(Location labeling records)
........
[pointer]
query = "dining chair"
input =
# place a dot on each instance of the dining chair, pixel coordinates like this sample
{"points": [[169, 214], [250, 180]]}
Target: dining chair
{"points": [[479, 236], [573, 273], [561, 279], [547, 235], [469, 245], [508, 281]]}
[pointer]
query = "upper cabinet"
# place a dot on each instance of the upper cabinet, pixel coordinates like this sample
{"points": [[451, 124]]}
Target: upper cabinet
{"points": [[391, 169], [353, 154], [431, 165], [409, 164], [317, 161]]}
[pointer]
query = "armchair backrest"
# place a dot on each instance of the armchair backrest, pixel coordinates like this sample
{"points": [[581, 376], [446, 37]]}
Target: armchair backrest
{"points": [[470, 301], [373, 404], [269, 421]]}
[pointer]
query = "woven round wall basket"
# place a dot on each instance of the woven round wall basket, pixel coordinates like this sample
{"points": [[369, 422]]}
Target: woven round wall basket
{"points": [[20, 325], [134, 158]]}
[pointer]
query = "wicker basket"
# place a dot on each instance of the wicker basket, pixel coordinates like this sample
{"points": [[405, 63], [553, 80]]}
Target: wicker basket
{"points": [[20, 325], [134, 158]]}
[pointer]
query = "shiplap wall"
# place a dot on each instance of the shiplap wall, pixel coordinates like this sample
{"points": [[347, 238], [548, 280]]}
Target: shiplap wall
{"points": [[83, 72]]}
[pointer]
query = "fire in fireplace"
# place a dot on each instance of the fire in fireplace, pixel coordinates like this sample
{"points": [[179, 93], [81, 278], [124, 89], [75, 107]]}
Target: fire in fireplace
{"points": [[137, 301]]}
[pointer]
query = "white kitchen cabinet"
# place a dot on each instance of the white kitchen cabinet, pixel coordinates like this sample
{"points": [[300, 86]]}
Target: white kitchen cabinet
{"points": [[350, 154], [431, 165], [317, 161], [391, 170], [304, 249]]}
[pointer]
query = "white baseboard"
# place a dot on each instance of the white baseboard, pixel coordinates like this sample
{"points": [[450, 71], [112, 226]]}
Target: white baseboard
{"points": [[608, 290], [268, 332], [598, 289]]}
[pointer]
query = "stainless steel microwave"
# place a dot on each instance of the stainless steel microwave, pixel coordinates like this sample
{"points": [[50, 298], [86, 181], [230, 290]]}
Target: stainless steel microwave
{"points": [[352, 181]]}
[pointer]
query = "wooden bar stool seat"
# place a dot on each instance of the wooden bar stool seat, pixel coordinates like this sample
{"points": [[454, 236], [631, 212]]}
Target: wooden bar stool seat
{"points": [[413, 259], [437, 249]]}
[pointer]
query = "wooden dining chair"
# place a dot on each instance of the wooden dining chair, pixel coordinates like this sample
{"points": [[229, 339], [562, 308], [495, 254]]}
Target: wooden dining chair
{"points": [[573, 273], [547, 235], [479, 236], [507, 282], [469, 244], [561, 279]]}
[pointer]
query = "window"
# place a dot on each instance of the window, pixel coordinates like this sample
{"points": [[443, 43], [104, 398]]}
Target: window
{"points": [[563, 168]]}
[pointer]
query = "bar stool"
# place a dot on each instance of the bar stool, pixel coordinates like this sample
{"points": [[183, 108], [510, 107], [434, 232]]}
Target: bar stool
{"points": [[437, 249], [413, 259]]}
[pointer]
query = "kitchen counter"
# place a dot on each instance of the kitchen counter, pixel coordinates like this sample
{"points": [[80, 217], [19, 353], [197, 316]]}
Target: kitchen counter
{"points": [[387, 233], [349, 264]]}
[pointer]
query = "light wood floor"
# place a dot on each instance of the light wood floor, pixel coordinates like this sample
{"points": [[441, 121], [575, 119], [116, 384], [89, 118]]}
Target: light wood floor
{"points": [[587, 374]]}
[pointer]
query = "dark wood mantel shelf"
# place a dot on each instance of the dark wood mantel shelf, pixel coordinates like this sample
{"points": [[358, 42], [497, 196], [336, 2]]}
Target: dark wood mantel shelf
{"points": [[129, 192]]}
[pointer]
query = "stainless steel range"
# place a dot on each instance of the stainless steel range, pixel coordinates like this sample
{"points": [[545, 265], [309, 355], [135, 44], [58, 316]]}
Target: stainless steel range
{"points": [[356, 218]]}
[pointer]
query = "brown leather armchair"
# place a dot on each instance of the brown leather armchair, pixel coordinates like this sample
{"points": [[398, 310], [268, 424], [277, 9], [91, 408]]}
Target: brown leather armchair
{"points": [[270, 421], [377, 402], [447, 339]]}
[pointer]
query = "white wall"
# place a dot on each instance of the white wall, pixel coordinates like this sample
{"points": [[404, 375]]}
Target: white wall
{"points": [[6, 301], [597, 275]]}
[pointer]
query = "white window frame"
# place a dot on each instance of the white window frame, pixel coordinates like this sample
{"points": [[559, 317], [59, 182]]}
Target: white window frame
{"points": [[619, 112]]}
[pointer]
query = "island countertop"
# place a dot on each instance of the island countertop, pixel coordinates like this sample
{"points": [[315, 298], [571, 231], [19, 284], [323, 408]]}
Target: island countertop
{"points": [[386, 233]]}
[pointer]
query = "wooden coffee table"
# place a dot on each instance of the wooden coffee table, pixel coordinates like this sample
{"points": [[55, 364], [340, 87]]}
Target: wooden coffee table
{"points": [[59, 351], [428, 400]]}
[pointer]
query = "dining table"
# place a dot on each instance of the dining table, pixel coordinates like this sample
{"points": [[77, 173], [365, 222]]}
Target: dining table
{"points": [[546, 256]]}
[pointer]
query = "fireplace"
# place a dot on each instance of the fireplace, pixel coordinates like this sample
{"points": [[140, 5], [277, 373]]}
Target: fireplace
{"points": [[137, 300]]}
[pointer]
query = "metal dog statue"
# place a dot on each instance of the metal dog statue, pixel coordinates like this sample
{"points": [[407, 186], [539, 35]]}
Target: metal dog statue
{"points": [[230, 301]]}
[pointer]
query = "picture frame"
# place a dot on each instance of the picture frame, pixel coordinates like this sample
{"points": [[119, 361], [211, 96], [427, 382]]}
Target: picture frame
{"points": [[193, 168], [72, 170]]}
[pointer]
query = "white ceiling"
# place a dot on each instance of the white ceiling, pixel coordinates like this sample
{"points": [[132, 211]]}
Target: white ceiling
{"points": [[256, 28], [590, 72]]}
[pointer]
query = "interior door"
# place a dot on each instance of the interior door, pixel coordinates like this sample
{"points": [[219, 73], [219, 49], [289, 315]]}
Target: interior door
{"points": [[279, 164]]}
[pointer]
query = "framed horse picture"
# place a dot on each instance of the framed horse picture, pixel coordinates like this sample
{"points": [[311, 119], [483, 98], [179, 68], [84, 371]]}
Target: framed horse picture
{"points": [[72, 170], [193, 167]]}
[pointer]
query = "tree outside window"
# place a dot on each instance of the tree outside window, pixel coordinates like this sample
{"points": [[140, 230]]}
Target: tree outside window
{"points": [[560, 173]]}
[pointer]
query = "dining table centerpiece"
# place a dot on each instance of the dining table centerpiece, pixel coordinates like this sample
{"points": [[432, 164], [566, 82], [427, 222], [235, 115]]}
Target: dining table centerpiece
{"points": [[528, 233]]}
........
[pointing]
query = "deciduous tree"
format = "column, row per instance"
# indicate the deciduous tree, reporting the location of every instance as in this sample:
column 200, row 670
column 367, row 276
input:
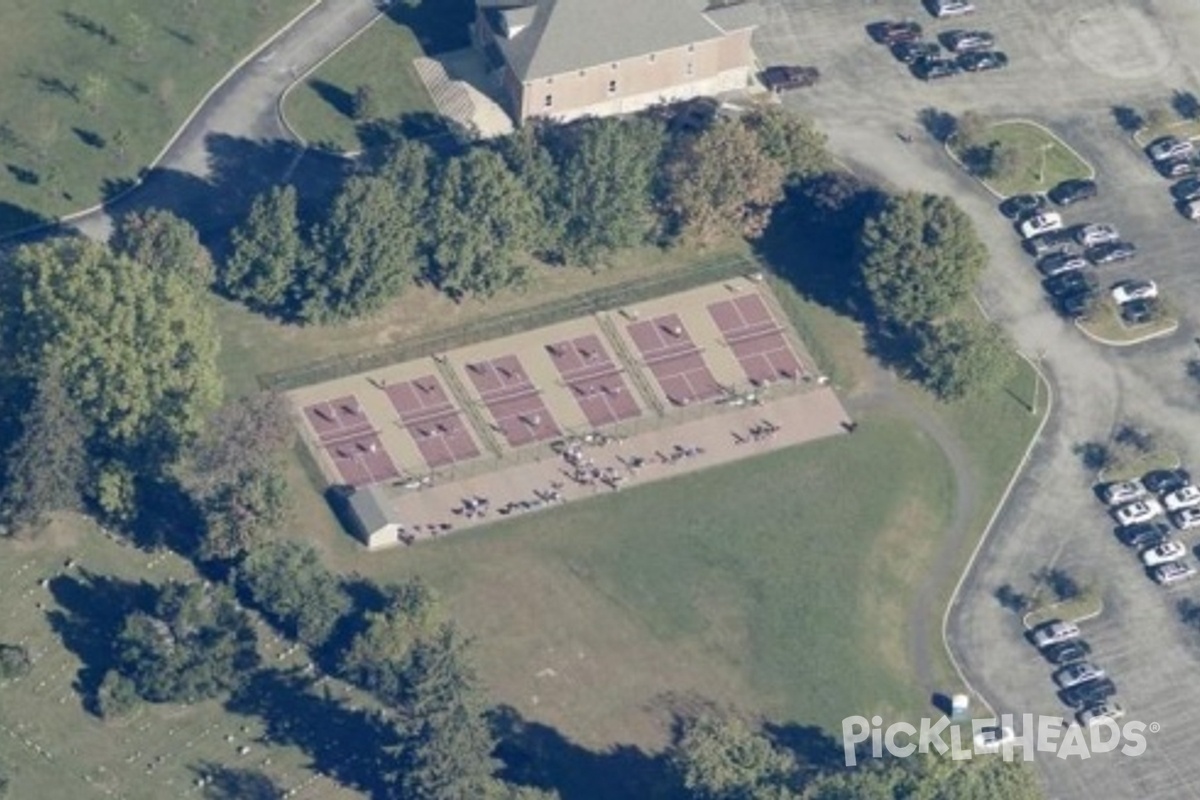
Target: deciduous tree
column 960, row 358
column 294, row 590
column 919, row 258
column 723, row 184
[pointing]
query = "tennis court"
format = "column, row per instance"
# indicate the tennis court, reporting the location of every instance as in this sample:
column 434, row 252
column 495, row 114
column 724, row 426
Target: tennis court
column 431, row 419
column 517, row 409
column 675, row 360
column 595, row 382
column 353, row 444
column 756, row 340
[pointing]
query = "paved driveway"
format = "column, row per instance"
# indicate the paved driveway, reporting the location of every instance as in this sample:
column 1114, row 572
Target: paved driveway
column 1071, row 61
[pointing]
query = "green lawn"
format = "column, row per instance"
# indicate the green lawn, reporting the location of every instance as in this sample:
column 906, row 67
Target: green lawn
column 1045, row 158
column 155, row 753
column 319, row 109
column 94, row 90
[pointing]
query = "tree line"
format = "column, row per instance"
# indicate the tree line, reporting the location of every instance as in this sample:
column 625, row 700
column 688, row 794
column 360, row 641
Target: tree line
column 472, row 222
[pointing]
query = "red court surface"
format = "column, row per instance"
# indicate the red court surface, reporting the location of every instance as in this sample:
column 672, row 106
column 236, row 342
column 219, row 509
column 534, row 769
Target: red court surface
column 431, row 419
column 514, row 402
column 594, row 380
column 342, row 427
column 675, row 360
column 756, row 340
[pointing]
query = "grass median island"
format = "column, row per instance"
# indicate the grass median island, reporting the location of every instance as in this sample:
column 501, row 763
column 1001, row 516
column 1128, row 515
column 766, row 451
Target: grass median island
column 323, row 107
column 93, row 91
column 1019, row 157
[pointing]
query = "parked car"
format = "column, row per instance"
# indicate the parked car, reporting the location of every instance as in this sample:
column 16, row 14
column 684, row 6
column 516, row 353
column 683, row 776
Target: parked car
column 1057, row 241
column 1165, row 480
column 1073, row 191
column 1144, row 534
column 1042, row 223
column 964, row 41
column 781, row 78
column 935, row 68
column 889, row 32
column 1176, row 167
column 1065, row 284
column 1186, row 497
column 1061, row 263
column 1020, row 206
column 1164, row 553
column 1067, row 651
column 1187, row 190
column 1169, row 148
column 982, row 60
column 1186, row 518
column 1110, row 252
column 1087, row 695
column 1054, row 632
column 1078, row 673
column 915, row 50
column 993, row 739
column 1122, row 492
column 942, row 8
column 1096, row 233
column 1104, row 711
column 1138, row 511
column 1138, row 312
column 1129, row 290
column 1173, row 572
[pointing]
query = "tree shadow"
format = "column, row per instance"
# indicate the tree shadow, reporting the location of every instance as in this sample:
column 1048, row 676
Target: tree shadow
........
◆ PROBLEM
Filter the listing above and copy each line that contains the word "coffee".

◆ EXERCISE RESULT
query = "wooden coffee table"
# place a dot on each instance of the wooden coffee table, pixel coordinates like this sample
Target: wooden coffee table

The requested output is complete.